Quote the material exactly from the line that contains "Pest-scouting request: point out the man wearing" through its last line. Any pictures are to be left out.

** BEGIN Information supplied **

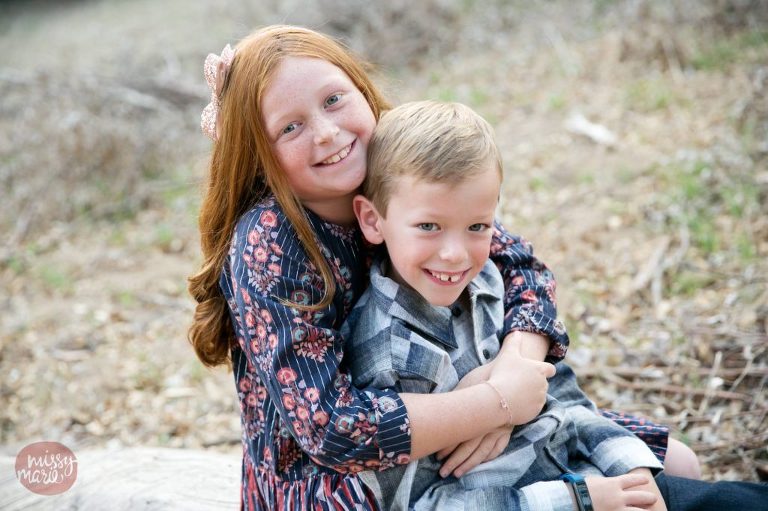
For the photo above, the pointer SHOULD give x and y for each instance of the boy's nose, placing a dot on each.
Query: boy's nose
(324, 130)
(453, 253)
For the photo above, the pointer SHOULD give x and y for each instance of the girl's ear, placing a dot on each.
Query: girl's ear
(368, 218)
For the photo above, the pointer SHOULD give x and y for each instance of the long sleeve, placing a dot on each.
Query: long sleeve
(296, 355)
(529, 291)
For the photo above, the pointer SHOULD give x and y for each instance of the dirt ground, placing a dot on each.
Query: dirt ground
(635, 140)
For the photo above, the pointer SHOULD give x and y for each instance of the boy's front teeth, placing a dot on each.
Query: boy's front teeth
(338, 156)
(445, 277)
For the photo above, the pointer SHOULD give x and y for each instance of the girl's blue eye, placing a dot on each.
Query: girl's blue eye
(479, 227)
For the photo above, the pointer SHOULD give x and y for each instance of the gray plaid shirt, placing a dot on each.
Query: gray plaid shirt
(395, 339)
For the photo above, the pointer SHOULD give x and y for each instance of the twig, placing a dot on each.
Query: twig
(634, 372)
(712, 382)
(674, 389)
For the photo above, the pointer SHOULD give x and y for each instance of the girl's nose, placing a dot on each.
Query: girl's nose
(324, 130)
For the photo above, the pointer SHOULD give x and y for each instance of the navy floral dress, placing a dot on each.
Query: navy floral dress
(306, 431)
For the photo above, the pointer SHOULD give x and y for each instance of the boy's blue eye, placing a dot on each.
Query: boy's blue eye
(479, 227)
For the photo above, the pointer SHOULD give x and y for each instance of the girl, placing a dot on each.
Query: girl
(291, 114)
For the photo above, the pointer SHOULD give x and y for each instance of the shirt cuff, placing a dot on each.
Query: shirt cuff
(547, 496)
(618, 456)
(394, 429)
(530, 320)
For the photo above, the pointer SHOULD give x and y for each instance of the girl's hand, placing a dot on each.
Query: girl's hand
(467, 455)
(522, 382)
(624, 493)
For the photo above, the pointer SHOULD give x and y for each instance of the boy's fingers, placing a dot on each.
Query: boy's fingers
(632, 480)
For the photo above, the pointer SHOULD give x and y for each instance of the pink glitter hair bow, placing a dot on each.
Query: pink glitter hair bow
(216, 69)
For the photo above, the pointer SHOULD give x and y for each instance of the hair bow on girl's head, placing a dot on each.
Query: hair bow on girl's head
(216, 69)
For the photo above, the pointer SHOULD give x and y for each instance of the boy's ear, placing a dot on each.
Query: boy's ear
(368, 218)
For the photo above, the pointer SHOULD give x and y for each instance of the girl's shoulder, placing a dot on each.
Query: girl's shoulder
(265, 224)
(264, 215)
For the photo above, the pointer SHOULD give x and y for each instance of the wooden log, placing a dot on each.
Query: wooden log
(136, 479)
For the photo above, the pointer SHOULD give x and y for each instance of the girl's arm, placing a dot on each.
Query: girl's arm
(529, 296)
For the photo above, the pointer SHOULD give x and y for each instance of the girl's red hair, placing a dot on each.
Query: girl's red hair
(243, 169)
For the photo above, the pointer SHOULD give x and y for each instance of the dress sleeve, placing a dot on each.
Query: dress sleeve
(529, 291)
(297, 353)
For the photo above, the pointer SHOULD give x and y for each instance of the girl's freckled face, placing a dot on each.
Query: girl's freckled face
(319, 124)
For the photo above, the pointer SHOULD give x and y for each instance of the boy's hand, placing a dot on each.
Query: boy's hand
(467, 455)
(624, 493)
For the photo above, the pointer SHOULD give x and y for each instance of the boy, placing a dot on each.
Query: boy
(433, 312)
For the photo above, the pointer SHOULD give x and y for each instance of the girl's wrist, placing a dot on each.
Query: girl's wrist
(502, 406)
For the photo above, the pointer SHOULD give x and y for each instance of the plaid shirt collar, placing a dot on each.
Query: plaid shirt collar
(419, 315)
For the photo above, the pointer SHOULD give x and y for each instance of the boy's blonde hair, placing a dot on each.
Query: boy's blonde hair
(428, 140)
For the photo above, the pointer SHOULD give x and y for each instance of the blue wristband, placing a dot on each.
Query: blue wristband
(580, 490)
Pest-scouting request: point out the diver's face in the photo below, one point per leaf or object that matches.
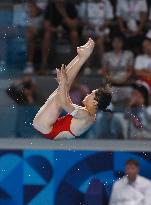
(90, 98)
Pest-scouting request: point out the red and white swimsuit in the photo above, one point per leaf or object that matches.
(62, 124)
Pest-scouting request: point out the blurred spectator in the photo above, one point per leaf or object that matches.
(96, 193)
(118, 63)
(96, 18)
(136, 114)
(34, 29)
(132, 15)
(143, 62)
(60, 16)
(132, 189)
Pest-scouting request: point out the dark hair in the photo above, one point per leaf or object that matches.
(132, 162)
(103, 96)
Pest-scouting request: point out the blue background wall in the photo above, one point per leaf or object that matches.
(37, 177)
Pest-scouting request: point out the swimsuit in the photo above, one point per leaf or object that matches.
(61, 124)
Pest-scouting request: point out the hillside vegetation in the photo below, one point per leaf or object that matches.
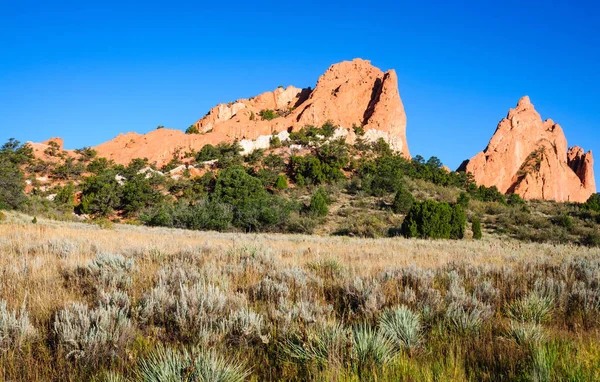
(311, 183)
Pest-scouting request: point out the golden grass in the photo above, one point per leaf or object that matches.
(34, 259)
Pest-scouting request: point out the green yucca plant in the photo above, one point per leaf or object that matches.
(402, 327)
(532, 308)
(169, 365)
(371, 348)
(323, 346)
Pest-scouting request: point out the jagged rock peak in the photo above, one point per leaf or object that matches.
(349, 93)
(529, 156)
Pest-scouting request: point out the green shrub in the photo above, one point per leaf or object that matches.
(12, 180)
(476, 227)
(358, 130)
(281, 183)
(593, 203)
(430, 219)
(318, 204)
(403, 201)
(363, 225)
(275, 142)
(463, 200)
(515, 200)
(65, 196)
(458, 222)
(166, 364)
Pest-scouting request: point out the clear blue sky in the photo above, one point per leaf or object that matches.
(87, 71)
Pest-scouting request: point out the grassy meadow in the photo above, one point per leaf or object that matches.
(130, 303)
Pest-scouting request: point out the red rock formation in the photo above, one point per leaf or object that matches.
(349, 93)
(529, 156)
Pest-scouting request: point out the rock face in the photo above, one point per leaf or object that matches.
(350, 93)
(529, 157)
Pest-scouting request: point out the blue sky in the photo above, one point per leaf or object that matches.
(87, 72)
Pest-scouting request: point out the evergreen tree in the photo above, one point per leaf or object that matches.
(318, 204)
(476, 227)
(403, 201)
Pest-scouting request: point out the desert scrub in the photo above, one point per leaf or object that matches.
(402, 327)
(361, 297)
(371, 349)
(15, 328)
(93, 335)
(185, 310)
(106, 271)
(326, 345)
(532, 308)
(167, 364)
(246, 327)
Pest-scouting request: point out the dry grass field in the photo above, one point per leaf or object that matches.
(80, 302)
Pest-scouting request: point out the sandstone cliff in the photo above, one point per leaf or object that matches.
(350, 93)
(529, 157)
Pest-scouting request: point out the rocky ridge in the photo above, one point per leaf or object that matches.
(350, 93)
(529, 157)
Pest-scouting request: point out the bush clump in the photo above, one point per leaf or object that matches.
(476, 227)
(15, 329)
(318, 204)
(166, 364)
(403, 201)
(430, 219)
(93, 335)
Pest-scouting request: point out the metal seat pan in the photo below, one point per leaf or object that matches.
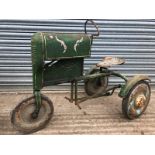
(110, 61)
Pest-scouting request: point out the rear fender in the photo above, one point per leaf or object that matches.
(127, 87)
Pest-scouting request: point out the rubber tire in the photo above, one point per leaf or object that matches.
(88, 84)
(126, 100)
(32, 125)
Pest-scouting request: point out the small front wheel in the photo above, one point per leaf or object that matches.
(22, 118)
(137, 100)
(96, 85)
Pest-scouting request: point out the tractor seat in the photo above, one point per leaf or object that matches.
(110, 61)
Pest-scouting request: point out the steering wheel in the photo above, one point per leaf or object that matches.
(93, 23)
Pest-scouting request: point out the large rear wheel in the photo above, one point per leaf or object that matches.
(22, 115)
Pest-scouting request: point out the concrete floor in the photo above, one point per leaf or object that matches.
(98, 116)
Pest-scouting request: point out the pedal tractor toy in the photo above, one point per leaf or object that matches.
(65, 53)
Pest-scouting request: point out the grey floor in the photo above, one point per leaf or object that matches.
(98, 116)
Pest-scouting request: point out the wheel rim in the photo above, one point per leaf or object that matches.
(138, 100)
(21, 116)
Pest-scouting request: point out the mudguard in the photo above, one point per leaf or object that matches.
(127, 87)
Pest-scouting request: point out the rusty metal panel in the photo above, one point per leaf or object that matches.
(133, 40)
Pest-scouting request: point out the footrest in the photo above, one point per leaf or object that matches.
(110, 61)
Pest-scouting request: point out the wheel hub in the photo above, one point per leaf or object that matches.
(140, 100)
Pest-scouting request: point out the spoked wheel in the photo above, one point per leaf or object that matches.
(137, 100)
(96, 85)
(22, 115)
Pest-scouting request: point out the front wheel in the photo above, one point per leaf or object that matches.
(137, 100)
(96, 85)
(22, 115)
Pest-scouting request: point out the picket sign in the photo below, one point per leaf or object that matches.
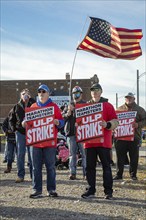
(125, 129)
(40, 125)
(88, 118)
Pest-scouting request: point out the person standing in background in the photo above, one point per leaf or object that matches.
(123, 146)
(103, 149)
(15, 121)
(10, 143)
(70, 132)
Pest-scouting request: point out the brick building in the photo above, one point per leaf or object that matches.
(10, 90)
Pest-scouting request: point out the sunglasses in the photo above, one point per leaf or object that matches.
(41, 91)
(95, 90)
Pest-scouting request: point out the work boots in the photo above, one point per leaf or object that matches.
(8, 170)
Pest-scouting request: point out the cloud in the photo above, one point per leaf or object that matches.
(19, 61)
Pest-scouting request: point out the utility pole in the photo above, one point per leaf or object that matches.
(138, 77)
(137, 87)
(116, 100)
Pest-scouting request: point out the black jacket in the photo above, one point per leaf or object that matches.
(10, 136)
(17, 116)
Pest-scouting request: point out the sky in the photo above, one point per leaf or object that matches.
(39, 41)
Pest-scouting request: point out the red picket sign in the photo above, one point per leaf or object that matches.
(40, 126)
(125, 130)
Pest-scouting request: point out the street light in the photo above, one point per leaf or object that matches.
(138, 77)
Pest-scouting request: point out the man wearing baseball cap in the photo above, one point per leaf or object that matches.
(100, 149)
(132, 147)
(43, 151)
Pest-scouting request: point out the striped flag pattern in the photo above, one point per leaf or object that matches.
(105, 40)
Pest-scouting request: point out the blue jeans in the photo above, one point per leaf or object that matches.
(21, 150)
(104, 156)
(73, 150)
(48, 156)
(11, 146)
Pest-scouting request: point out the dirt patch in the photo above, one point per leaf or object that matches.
(128, 203)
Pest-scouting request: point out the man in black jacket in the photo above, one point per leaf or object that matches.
(15, 120)
(70, 132)
(10, 143)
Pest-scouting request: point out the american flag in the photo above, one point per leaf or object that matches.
(105, 40)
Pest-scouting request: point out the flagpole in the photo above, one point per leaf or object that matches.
(71, 75)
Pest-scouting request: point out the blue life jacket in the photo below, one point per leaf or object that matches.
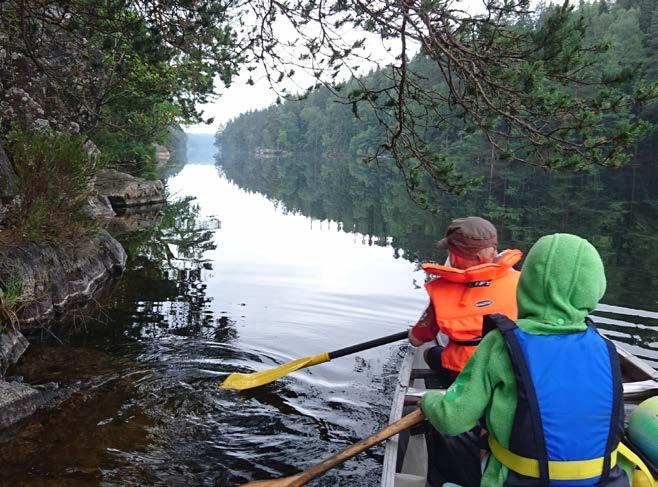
(570, 411)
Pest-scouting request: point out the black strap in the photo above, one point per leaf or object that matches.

** END Information supplied **

Output for this exercise:
Pest-scouting request: point out the man wearing baseball cap in the photo above, one point per leaf or object that matches.
(100, 149)
(132, 147)
(43, 151)
Pest-scouting request: point out the striped flag pattern in the photo above, one point per leaf or object that matches.
(105, 40)
Pest-scouting request: point out the blue jeans in the photo above, one point per leaf or object that matches.
(21, 150)
(104, 156)
(73, 150)
(48, 156)
(11, 146)
Pest-scouting request: point out the dirt patch in the photo above, one point per leaf or object that matches.
(128, 203)
Pest-scouting request: point out the man in black jacket in the photo above, one point per leaf or object that matches.
(15, 120)
(70, 132)
(10, 143)
Pest-scouting request: point out the american flag in the photo above, one point per leaf or object that matches.
(105, 40)
Pest-scouting request: point out the flagpole in the photo above, one point per leaf or object that matches.
(71, 75)
Pest-scouting request: point out the blue life jacket in the photo below, one point per leaf or object that matches.
(570, 411)
Pest-scouting request: point out the black strap in the photo above, one point per leaf or object that matches.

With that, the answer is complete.